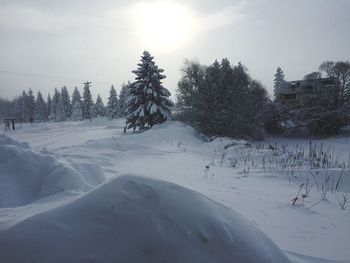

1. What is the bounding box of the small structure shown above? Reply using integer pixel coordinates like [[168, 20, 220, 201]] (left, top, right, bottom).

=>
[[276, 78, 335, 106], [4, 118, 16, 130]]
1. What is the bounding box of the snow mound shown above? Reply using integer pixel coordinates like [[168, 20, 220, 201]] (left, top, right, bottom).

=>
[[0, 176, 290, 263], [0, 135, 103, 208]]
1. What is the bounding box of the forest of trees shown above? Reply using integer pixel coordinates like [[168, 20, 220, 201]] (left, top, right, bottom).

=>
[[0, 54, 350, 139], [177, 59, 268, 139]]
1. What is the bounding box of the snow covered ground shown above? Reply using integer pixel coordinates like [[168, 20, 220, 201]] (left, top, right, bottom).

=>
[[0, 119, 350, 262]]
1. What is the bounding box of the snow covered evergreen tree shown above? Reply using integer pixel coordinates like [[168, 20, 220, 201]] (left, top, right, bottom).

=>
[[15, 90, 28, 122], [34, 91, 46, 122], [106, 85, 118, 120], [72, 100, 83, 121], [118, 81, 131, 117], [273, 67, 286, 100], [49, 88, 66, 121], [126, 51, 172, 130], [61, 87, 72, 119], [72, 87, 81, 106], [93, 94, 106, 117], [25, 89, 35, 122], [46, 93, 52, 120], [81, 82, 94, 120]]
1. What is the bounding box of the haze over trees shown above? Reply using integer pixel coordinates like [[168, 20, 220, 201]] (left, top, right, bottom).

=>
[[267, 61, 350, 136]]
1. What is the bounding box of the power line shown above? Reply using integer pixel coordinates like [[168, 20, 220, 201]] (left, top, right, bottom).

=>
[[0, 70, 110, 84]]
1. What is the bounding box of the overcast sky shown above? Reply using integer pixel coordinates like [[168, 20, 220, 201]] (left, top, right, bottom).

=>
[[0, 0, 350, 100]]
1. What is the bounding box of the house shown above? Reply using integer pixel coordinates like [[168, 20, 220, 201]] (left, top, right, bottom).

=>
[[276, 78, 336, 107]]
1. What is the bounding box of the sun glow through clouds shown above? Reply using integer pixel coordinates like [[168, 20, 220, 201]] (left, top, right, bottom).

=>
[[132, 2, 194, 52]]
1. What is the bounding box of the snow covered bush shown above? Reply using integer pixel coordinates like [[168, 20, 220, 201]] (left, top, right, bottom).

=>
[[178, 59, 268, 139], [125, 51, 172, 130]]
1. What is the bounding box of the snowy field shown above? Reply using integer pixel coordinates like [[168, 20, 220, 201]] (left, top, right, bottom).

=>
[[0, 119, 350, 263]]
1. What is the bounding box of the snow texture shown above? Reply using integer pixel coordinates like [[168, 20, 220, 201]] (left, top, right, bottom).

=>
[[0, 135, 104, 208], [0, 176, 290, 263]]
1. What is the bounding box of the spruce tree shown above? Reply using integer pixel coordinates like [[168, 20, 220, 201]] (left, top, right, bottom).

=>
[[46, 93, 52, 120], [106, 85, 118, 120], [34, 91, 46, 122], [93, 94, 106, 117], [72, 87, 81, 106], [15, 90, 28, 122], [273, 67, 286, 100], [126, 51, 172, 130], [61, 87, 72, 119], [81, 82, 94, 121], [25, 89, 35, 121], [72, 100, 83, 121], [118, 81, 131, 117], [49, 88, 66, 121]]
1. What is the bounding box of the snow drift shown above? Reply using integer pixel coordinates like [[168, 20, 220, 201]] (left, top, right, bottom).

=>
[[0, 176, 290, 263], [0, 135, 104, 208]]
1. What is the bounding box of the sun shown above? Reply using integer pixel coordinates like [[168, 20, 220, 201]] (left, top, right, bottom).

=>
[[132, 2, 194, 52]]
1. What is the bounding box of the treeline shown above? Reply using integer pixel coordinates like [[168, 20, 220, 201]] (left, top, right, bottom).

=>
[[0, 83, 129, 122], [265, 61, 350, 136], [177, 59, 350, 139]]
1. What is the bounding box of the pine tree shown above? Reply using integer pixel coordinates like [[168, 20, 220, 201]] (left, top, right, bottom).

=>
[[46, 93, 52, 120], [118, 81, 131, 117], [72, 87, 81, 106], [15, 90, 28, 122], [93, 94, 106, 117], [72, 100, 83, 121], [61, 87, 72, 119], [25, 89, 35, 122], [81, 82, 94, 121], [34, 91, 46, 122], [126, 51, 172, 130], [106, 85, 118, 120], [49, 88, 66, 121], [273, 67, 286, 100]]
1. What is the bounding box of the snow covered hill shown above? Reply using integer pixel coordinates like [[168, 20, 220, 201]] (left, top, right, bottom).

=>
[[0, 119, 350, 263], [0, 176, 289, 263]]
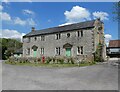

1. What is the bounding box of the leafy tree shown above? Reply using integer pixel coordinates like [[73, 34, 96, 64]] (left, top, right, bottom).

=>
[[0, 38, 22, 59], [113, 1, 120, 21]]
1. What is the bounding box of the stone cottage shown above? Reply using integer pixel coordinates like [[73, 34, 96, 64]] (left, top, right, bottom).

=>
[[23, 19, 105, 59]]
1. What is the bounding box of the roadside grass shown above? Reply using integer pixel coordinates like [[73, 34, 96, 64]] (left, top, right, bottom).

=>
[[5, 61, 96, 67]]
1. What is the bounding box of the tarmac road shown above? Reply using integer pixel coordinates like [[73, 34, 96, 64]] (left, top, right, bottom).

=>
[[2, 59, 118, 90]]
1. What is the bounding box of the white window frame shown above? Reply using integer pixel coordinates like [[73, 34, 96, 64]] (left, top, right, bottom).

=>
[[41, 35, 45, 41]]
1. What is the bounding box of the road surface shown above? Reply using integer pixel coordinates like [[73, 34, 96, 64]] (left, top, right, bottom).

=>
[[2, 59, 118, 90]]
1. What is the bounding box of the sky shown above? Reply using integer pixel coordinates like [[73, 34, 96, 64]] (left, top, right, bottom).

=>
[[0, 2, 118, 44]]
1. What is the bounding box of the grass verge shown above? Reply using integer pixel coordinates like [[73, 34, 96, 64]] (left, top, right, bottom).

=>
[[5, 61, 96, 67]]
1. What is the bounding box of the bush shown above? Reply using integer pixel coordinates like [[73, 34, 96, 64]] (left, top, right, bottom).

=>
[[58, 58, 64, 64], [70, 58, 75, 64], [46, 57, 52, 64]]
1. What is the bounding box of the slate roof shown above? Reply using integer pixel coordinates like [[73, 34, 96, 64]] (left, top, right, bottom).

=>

:::

◆ **Task to carry out**: Reproduce only the lines between the one holding "1. What is the bounding box of the snow covered ground" and the one holding "[[0, 119, 350, 262]]", inclusive, adding 132 to every coordinate in the bounding-box answers. Keep the requests, including their coordinate format samples, unchanged.

◆ **Result of the exercise**:
1. What is the bounding box of the snow covered ground shown above? Reply using integer pixel coordinates like [[168, 20, 220, 201]] (left, top, right, bottom).

=>
[[132, 251, 482, 394]]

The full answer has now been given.